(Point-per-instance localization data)
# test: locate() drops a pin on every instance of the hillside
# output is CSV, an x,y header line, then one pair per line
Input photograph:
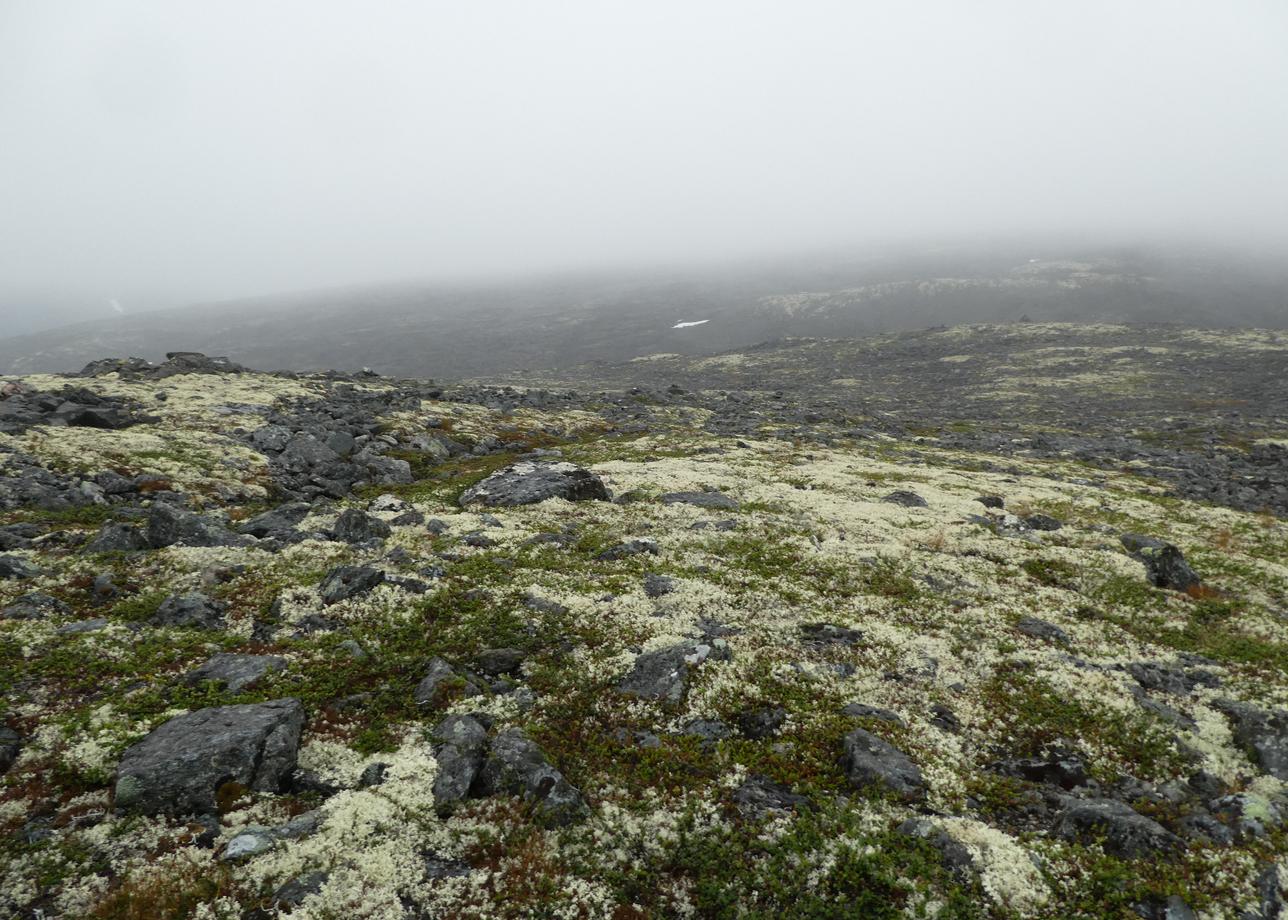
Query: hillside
x,y
452,331
827,628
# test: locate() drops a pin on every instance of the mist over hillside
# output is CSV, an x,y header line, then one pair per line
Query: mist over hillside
x,y
460,330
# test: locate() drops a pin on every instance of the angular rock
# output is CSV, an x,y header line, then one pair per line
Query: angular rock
x,y
1123,831
1163,562
460,746
235,671
348,581
714,500
663,674
870,760
904,499
179,767
517,766
1264,733
357,526
189,610
530,482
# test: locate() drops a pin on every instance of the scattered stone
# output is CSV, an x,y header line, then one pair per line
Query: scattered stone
x,y
1041,629
1123,831
871,762
530,482
515,766
233,671
1163,562
904,499
356,526
189,610
710,500
1264,733
627,549
178,768
760,795
348,581
658,585
663,674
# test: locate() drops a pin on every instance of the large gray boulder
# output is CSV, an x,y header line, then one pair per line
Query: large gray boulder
x,y
189,610
663,674
1264,733
235,671
460,745
517,766
179,767
1121,830
169,526
1164,566
870,760
530,482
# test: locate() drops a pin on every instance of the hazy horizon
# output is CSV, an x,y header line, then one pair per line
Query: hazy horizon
x,y
168,153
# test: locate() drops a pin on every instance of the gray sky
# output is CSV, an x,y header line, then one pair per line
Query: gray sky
x,y
170,151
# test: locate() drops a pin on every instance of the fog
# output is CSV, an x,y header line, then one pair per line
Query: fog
x,y
168,152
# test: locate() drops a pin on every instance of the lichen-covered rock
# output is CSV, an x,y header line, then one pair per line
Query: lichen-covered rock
x,y
530,482
189,610
870,762
180,766
515,766
348,581
233,671
1163,562
1123,831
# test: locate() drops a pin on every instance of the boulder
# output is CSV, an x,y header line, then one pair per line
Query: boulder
x,y
1123,831
235,671
871,762
517,766
189,610
530,482
348,581
715,500
180,766
1164,566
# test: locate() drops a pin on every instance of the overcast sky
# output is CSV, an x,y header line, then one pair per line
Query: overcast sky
x,y
170,151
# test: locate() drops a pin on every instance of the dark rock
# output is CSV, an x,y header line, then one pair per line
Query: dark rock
x,y
861,710
357,526
1041,629
530,482
904,499
438,674
179,767
1264,733
169,525
711,500
496,661
630,548
515,766
189,610
871,762
760,795
1123,831
1163,562
348,581
235,671
663,674
119,537
658,585
763,722
830,634
16,570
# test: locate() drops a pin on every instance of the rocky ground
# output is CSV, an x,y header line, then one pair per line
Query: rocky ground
x,y
1005,637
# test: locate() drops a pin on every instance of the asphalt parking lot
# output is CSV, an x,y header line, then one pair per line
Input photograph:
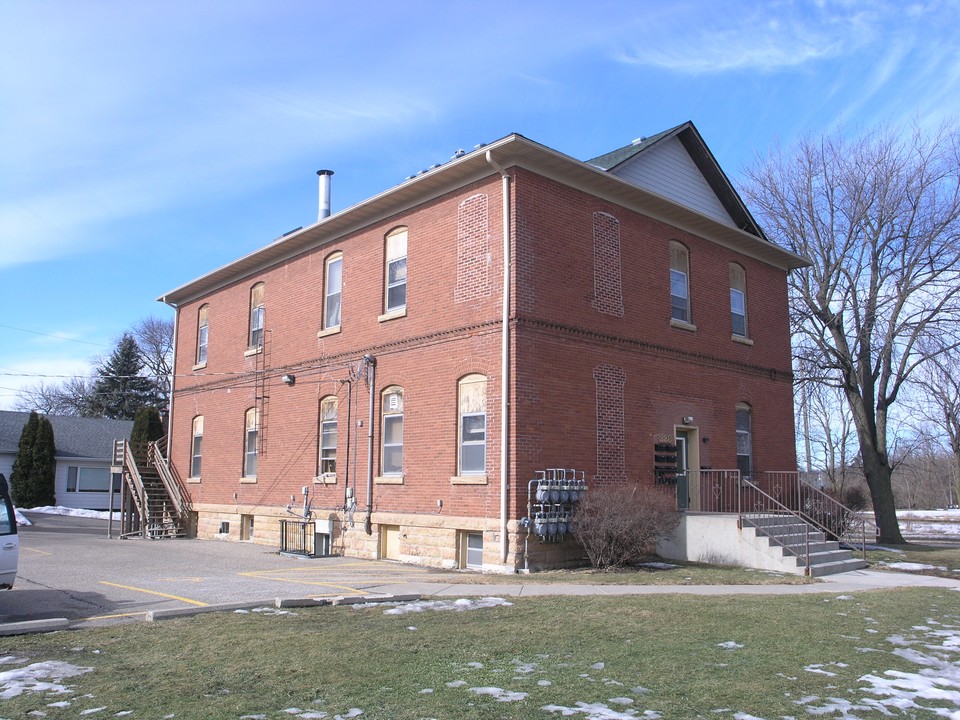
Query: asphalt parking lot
x,y
69,568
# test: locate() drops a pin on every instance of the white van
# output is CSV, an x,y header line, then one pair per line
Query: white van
x,y
9,542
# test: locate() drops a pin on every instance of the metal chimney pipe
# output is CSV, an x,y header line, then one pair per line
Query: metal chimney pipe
x,y
324,193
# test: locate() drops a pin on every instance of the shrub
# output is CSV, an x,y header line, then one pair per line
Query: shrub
x,y
620,524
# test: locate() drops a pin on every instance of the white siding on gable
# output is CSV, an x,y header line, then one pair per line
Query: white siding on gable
x,y
668,170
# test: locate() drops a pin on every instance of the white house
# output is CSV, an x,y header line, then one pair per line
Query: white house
x,y
84,455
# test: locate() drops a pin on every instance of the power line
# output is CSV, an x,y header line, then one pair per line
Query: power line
x,y
58,337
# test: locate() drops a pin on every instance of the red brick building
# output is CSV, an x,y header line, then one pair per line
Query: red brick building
x,y
640,304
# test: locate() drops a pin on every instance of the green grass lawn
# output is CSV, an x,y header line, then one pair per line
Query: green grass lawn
x,y
651,656
944,560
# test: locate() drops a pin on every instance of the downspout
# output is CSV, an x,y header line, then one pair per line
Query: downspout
x,y
504,357
173,376
371,363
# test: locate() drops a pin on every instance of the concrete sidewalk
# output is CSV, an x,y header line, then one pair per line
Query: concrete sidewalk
x,y
854,581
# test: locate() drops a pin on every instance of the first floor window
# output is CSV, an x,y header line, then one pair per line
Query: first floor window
x,y
196,449
744,441
90,479
392,432
328,436
473,425
251,438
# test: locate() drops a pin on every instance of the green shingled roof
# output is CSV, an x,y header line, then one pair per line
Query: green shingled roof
x,y
613,158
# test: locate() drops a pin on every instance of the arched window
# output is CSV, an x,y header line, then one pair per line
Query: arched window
x,y
332,291
395,272
328,437
679,282
738,299
196,447
251,440
256,315
391,455
472,425
203,319
744,440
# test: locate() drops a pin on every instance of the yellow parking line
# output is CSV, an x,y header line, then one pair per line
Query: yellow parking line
x,y
154,592
111,617
38,552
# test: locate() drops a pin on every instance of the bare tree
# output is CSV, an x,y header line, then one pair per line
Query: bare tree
x,y
71,397
154,337
878,216
939,383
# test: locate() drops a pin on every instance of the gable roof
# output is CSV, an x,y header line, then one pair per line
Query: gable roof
x,y
511,151
74,437
689,137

- _The problem_
Exactly the lines from the one containing "the arched window" to the final line of the data, both included, should be printed, and nothing more.

- _Response to the task_
# test: locate() drops a pin on every instance of the arched window
# output is CSV, an x,y header line, then one pair per line
Query: arched window
x,y
332,291
395,272
328,437
679,282
738,299
196,447
251,440
256,315
391,455
472,425
203,319
744,440
# test: locate() drops a pin on every instance of the yellow parking line
# output is CSV, an x,y header line, then one pair per line
Query: yellow parking line
x,y
154,592
111,617
38,552
# test: locate() drops a pin on every instance of the bare tree
# output is CSV, an x,y header line, then one pair per line
Query: bare tree
x,y
71,397
154,337
878,216
939,383
# test: locate() drops a pin on every instance of the gable roof
# output is CSV, an x,y header line, then one pair per line
Query: gable roof
x,y
511,151
74,437
689,137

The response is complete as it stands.